Welcome to this week’s Blog from the Red Roof Church. My name is Lee Harder and I am the senior pastor at St. Paul Lutheran Church of Bulverde, Texas. It is a joy to come to you each week with some thoughts about our culture and our faith walk with the Lord. We do that every Sunday, too, as we proclaim God’s Word from Scripture in our worship celebrations. I would like to invite you to join us this Sunday at 8:30AM for our traditional worship or at 10:45AM for our contemporary celebration. Either way, you won’t go wrong because it is Christ we worship.
This week I thought I would make a few comments on prosperity and how there are some elected persons and others who are of the opinion that a whole generation of people have NEVER experience prosperity in this nation of ours. REALLY?
Apparently, according to some folks here, there is a story going around on the internet from a millennial who is shocked by this incredible idea that her generation has never seen American prosperity. She couldn’t disagree more. She wrote, “We live in the most privileged time in the most prosperous nation and we have become completely blind to it.” Writing further she said, “Vehicles, food, technology, freedom to associate with whom we choose. These things are so ingrained in our American way of life we don't give them a second thought. We are so well off here in the United States that our poverty line begins 31 times above the global average. Thirty. One. Times. Virtually no one in the United States is considered poor by global standards. Yet, in a time where we can order a product off Amazon with one click and have it at our doorstep the next day, we are unappreciative, unsatisfied, and ungrateful.”

:::::

ACTIVITIES
1. According to the blog post, why won't a visitor go wrong by attending either the traditional or the contemporary Sunday service?
2. Find each line in the records that contains the string "rough", and copy those lines in full.

INFORMATION
:::::

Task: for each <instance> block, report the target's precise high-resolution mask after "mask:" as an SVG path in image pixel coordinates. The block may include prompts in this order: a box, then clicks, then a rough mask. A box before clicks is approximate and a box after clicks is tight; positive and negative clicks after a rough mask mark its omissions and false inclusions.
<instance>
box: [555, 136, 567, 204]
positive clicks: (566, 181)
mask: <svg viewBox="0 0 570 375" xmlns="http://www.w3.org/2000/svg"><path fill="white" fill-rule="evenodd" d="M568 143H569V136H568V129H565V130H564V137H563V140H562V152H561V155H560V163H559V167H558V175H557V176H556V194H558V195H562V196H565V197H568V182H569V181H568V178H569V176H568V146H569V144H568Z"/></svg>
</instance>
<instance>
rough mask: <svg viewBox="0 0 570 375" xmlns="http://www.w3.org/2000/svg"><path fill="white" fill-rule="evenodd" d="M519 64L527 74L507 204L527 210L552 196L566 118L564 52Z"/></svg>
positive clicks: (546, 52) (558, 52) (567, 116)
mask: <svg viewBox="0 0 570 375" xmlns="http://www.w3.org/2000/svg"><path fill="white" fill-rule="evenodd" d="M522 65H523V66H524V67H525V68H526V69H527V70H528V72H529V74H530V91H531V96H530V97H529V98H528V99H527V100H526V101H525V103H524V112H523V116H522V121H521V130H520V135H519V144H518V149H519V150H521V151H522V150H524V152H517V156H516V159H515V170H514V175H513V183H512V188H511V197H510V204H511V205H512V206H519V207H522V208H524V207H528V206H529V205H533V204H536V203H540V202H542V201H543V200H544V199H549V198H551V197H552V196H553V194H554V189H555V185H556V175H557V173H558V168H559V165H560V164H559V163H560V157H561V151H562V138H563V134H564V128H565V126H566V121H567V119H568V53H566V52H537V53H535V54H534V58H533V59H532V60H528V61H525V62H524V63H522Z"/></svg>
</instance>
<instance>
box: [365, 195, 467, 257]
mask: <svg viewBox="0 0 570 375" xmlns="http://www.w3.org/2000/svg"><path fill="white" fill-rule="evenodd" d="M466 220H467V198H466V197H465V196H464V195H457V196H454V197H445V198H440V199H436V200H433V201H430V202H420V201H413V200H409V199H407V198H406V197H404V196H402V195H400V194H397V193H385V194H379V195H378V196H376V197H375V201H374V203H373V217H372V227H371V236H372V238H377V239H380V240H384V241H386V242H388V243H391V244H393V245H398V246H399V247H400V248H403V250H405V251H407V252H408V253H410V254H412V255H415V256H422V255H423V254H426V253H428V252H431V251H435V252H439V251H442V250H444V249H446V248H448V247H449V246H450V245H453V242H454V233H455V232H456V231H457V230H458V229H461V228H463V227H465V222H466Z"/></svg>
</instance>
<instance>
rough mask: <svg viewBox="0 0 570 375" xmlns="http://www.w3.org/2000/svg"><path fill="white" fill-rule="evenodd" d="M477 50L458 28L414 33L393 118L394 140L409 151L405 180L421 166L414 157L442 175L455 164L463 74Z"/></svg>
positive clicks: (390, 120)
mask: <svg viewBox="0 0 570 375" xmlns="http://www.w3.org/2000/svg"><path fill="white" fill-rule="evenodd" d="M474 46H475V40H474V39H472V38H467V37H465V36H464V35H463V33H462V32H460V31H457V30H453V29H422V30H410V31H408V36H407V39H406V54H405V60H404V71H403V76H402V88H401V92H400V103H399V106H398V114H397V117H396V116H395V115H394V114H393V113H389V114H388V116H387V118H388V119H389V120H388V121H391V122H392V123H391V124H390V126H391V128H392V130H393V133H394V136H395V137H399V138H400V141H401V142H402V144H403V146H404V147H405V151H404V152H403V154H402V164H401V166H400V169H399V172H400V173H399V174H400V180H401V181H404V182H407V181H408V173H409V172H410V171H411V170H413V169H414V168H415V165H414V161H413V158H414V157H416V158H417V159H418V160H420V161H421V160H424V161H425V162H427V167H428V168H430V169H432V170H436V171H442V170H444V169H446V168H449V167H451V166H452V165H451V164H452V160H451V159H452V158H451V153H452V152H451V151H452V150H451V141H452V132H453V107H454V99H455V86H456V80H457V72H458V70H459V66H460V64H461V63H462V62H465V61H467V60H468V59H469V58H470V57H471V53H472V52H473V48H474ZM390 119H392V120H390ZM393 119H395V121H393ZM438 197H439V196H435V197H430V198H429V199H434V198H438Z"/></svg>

:::::

ANSWERS IN ORDER
1. Either choice is right because Christ is the one worshiped at both services.

2.
Task: for each <instance> block, report the target's precise high-resolution mask after "mask:" as an SVG path in image pixel coordinates. The block may include prompts in this order: a box, then clicks, then a rough mask. A box before clicks is approximate and a box after clicks is tight; positive and negative clicks after a rough mask mark its omissions and false inclusions.
rough mask: <svg viewBox="0 0 570 375" xmlns="http://www.w3.org/2000/svg"><path fill="white" fill-rule="evenodd" d="M519 64L527 74L507 204L527 210L552 196L566 118L564 52Z"/></svg>
rough mask: <svg viewBox="0 0 570 375" xmlns="http://www.w3.org/2000/svg"><path fill="white" fill-rule="evenodd" d="M477 50L458 28L414 33L393 118L394 140L409 151L405 180L421 166L414 157L442 175L455 164L463 74Z"/></svg>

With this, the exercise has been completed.